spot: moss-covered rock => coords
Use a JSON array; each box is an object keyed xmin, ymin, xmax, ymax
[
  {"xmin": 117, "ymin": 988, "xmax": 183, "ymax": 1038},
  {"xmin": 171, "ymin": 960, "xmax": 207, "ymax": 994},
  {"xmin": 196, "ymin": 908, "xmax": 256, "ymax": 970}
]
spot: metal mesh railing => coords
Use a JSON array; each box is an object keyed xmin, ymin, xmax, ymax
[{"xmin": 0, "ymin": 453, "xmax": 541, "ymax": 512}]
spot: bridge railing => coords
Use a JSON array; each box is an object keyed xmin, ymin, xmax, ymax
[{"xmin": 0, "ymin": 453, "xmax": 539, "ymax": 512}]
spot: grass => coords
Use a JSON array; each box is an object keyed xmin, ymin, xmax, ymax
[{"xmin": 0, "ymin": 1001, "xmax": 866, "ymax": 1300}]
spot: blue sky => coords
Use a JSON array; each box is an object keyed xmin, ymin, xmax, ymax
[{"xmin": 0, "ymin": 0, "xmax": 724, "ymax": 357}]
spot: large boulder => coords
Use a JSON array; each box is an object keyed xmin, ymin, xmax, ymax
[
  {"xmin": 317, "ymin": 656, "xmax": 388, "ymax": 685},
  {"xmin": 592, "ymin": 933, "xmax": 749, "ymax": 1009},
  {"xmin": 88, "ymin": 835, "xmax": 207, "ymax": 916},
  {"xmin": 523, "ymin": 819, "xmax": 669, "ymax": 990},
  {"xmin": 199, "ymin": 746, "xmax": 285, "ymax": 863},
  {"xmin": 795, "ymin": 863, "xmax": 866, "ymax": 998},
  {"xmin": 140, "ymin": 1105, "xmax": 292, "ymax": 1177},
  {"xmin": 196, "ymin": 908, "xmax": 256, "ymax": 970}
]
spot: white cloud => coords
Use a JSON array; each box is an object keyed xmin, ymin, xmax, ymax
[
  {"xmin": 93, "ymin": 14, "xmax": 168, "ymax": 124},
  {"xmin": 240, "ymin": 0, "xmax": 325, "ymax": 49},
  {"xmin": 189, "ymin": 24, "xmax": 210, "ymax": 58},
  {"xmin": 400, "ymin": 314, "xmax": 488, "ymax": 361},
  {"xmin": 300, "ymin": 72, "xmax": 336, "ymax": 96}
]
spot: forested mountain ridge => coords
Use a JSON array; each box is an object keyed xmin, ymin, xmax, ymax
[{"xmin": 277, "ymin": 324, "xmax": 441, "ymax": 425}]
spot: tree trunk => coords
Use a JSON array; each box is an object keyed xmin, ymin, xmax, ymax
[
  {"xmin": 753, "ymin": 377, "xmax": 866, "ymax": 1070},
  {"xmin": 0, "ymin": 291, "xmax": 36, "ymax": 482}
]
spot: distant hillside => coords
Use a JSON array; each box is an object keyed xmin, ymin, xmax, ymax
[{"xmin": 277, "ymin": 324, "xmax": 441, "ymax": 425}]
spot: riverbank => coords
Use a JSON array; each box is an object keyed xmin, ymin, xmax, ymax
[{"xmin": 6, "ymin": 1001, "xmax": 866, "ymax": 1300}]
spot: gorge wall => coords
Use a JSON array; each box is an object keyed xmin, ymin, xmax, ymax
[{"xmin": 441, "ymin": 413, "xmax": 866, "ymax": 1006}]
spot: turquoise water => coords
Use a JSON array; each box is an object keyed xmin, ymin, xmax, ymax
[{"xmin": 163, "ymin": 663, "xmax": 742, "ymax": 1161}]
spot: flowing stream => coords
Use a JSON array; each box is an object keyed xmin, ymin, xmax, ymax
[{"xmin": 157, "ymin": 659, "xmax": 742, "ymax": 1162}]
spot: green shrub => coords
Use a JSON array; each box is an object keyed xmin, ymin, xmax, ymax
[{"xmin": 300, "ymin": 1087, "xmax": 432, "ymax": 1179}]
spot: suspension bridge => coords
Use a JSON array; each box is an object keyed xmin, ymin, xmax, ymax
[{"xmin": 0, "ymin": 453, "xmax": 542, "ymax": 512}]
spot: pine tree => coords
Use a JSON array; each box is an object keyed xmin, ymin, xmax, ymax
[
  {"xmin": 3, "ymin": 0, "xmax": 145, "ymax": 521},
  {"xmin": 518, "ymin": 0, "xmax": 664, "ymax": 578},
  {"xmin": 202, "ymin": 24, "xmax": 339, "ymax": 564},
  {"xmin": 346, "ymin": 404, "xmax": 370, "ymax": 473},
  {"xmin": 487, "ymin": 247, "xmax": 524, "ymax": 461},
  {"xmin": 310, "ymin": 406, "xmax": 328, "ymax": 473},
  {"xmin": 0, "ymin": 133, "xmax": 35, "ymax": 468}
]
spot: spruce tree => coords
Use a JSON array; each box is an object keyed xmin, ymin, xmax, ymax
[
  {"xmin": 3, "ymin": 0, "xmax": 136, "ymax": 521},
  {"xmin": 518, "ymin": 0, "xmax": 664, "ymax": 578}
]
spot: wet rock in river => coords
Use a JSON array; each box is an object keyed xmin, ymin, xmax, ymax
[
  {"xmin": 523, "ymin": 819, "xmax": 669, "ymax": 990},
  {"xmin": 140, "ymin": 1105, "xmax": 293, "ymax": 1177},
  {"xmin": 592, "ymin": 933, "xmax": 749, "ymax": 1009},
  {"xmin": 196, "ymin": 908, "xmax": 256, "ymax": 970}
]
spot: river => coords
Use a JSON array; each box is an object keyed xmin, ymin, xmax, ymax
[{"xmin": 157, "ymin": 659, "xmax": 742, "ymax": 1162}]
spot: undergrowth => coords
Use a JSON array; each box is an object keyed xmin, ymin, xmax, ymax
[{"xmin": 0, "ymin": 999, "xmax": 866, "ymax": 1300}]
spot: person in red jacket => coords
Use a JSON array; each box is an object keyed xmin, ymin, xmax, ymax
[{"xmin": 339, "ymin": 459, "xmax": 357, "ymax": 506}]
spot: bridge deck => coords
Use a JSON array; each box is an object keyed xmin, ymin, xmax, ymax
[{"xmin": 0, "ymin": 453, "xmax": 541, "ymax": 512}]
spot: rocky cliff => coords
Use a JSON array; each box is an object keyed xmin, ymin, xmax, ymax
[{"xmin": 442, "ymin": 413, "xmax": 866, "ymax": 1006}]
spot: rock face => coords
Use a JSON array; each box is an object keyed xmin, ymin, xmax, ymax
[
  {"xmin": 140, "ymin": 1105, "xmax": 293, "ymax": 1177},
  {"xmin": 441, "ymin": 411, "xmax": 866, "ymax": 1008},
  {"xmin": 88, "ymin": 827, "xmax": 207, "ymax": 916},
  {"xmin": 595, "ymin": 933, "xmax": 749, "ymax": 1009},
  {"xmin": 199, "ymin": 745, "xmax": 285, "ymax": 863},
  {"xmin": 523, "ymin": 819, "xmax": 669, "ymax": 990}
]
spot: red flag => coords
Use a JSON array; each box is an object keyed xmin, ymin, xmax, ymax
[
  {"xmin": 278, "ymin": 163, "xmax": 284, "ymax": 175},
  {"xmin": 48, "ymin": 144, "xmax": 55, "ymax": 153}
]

■ ■ ■ ■ ■ ■ ■

_WHAT YOU WILL DO_:
Lay out all of the lines above as a JSON array of strings, one string per line, and leave out any blank lines.

_CORRECT ANSWER_:
[
  "spot: moss-covered rock => coords",
  "Use a JSON array; each box is an object keyed xmin, ymin, xmax, ymax",
  "[",
  "  {\"xmin\": 117, \"ymin\": 988, \"xmax\": 183, \"ymax\": 1038},",
  "  {\"xmin\": 171, \"ymin\": 960, \"xmax\": 207, \"ymax\": 994},",
  "  {\"xmin\": 196, \"ymin\": 908, \"xmax\": 256, \"ymax\": 970}",
  "]",
  "spot: metal mesh railing => coords",
  "Use a JSON array; each box is an object keyed xmin, ymin, xmax, ymax",
  "[{\"xmin\": 0, \"ymin\": 453, \"xmax\": 541, \"ymax\": 512}]",
  "spot: bridge railing => coords",
  "Use a JSON array; each box is an object keyed xmin, ymin, xmax, ymax",
  "[{\"xmin\": 0, \"ymin\": 453, \"xmax\": 539, \"ymax\": 512}]",
  "spot: grass => coords",
  "Use a JSON array; each box is an object keyed xmin, ymin, xmax, ymax",
  "[{\"xmin\": 0, \"ymin\": 1001, \"xmax\": 866, \"ymax\": 1300}]",
  "spot: blue sky => coords",
  "Use a JSON array; each box is an object keyed xmin, ymin, xmax, ymax",
  "[{\"xmin\": 0, \"ymin\": 0, \"xmax\": 724, \"ymax\": 357}]",
  "spot: large boulder => coords",
  "Use a JSON array; each box is an object keyed xmin, ymin, xmax, ymax",
  "[",
  "  {\"xmin\": 317, \"ymin\": 656, \"xmax\": 388, \"ymax\": 685},",
  "  {\"xmin\": 592, \"ymin\": 933, \"xmax\": 749, \"ymax\": 1009},",
  "  {\"xmin\": 88, \"ymin\": 835, \"xmax\": 207, \"ymax\": 916},",
  "  {\"xmin\": 523, \"ymin\": 819, \"xmax\": 669, \"ymax\": 990},",
  "  {\"xmin\": 199, \"ymin\": 746, \"xmax\": 285, \"ymax\": 863},",
  "  {\"xmin\": 795, \"ymin\": 863, \"xmax\": 866, \"ymax\": 998},",
  "  {\"xmin\": 140, \"ymin\": 1105, \"xmax\": 292, \"ymax\": 1177},",
  "  {\"xmin\": 196, \"ymin\": 908, \"xmax\": 256, \"ymax\": 970}",
  "]",
  "spot: white cloud => coords",
  "Use a JSON array; each box is an object keyed xmin, ymin, xmax, ymax",
  "[",
  "  {\"xmin\": 93, \"ymin\": 14, \"xmax\": 168, \"ymax\": 124},",
  "  {\"xmin\": 240, \"ymin\": 0, \"xmax\": 325, \"ymax\": 49},",
  "  {\"xmin\": 189, \"ymin\": 24, \"xmax\": 210, \"ymax\": 58},",
  "  {\"xmin\": 400, \"ymin\": 314, \"xmax\": 488, \"ymax\": 361},",
  "  {\"xmin\": 300, \"ymin\": 72, \"xmax\": 336, \"ymax\": 96}",
  "]",
  "spot: forested mountain ridge => coords",
  "Use a JSON array; each box is an object keyed xmin, ymin, xmax, ymax",
  "[{\"xmin\": 277, \"ymin\": 324, \"xmax\": 441, \"ymax\": 425}]",
  "spot: tree trunk => coords",
  "Use a JSON array; each box is an object keyed xmin, ymin, xmax, ymax",
  "[",
  "  {\"xmin\": 753, \"ymin\": 377, \"xmax\": 866, \"ymax\": 1070},",
  "  {\"xmin\": 0, \"ymin\": 291, \"xmax\": 36, \"ymax\": 482}",
  "]",
  "spot: distant hillside => coords",
  "Use a JSON array; each box is an object keyed xmin, ymin, xmax, ymax",
  "[{\"xmin\": 277, \"ymin\": 324, \"xmax\": 441, \"ymax\": 425}]",
  "spot: riverbank => coords",
  "Use a JSON array; each box is an object keyed xmin, ymin, xmax, ymax",
  "[{\"xmin\": 6, \"ymin\": 1001, \"xmax\": 866, \"ymax\": 1300}]",
  "spot: gorge wall => coords",
  "Use a JSON array; each box is an object keyed xmin, ymin, xmax, ymax",
  "[{\"xmin\": 441, \"ymin\": 413, \"xmax\": 866, \"ymax\": 1006}]",
  "spot: turquoise water => coords",
  "Use a JSON array; each box is an object keyed xmin, ymin, xmax, ymax",
  "[{\"xmin\": 163, \"ymin\": 663, \"xmax\": 742, \"ymax\": 1161}]",
  "spot: flowing stream => coords",
  "Use a JSON array; each box is an object keyed xmin, ymin, xmax, ymax",
  "[{\"xmin\": 157, \"ymin\": 659, \"xmax\": 742, \"ymax\": 1162}]",
  "spot: green shrub => coords",
  "Use a JSON array; each box is an object keyed xmin, ymin, xmax, ymax",
  "[{\"xmin\": 300, \"ymin\": 1087, \"xmax\": 432, \"ymax\": 1179}]",
  "spot: suspension bridge => coords",
  "Use a JSON array; each box is an object keyed xmin, ymin, xmax, ymax",
  "[{\"xmin\": 0, \"ymin\": 453, \"xmax\": 542, \"ymax\": 512}]",
  "spot: pine tree => coords",
  "Use a JSON array; each box is an object keyed xmin, ymin, xmax, ymax",
  "[",
  "  {\"xmin\": 3, \"ymin\": 0, \"xmax\": 145, \"ymax\": 521},",
  "  {\"xmin\": 518, \"ymin\": 0, \"xmax\": 664, \"ymax\": 578},",
  "  {\"xmin\": 202, \"ymin\": 24, \"xmax\": 339, \"ymax\": 564},",
  "  {\"xmin\": 346, \"ymin\": 404, \"xmax\": 370, \"ymax\": 473},",
  "  {\"xmin\": 487, \"ymin\": 247, \"xmax\": 524, \"ymax\": 461},",
  "  {\"xmin\": 310, \"ymin\": 406, \"xmax\": 328, \"ymax\": 473},",
  "  {\"xmin\": 0, \"ymin\": 133, \"xmax\": 35, \"ymax\": 468}",
  "]",
  "spot: spruce tree => coords",
  "Use a JSON array; each box is an object keyed xmin, ymin, xmax, ymax",
  "[",
  "  {\"xmin\": 3, \"ymin\": 0, \"xmax\": 136, \"ymax\": 521},",
  "  {\"xmin\": 518, \"ymin\": 0, \"xmax\": 664, \"ymax\": 578}",
  "]",
  "spot: wet rock in river => coords",
  "Use a JSON array; each box is an object keyed xmin, ymin, xmax, ymax",
  "[",
  "  {\"xmin\": 523, \"ymin\": 819, \"xmax\": 669, \"ymax\": 990},",
  "  {\"xmin\": 140, \"ymin\": 1105, \"xmax\": 293, \"ymax\": 1177},",
  "  {\"xmin\": 592, \"ymin\": 933, \"xmax\": 749, \"ymax\": 1009},",
  "  {\"xmin\": 196, \"ymin\": 908, \"xmax\": 256, \"ymax\": 970}",
  "]",
  "spot: river => coords",
  "Use a JSON array; each box is an object keyed xmin, ymin, xmax, ymax",
  "[{\"xmin\": 157, \"ymin\": 659, \"xmax\": 742, \"ymax\": 1162}]",
  "spot: undergrowth => coords",
  "Use a JSON array; each box is an object keyed xmin, ymin, xmax, ymax",
  "[{\"xmin\": 0, \"ymin\": 999, \"xmax\": 866, \"ymax\": 1300}]",
  "spot: person in red jacket => coords",
  "Use a JSON array; each box is an object keyed xmin, ymin, xmax, ymax",
  "[{\"xmin\": 339, \"ymin\": 459, \"xmax\": 357, \"ymax\": 506}]",
  "spot: bridge deck => coords",
  "Use a JSON array; each box is an object keyed xmin, ymin, xmax, ymax",
  "[{\"xmin\": 0, \"ymin\": 453, \"xmax\": 541, \"ymax\": 512}]",
  "spot: rocky cliff => coords",
  "Use a JSON array; each box is an object keyed xmin, ymin, xmax, ymax",
  "[{\"xmin\": 442, \"ymin\": 413, \"xmax\": 866, \"ymax\": 1006}]",
  "spot: rock face => coords",
  "Use a JSON array; each box is an object keyed xmin, ymin, xmax, ymax",
  "[",
  "  {\"xmin\": 140, \"ymin\": 1105, \"xmax\": 293, \"ymax\": 1177},",
  "  {\"xmin\": 441, \"ymin\": 411, \"xmax\": 866, \"ymax\": 1008},",
  "  {\"xmin\": 88, \"ymin\": 827, \"xmax\": 207, \"ymax\": 916},",
  "  {\"xmin\": 595, \"ymin\": 933, \"xmax\": 749, \"ymax\": 1009},",
  "  {\"xmin\": 199, \"ymin\": 745, \"xmax\": 285, \"ymax\": 863},",
  "  {\"xmin\": 523, \"ymin\": 819, \"xmax\": 669, \"ymax\": 990}",
  "]",
  "spot: red flag => coords",
  "Use a JSON array; each box is an object keyed xmin, ymin, xmax, ymax",
  "[",
  "  {\"xmin\": 278, \"ymin\": 163, \"xmax\": 284, \"ymax\": 175},",
  "  {\"xmin\": 48, \"ymin\": 144, \"xmax\": 55, \"ymax\": 153}",
  "]"
]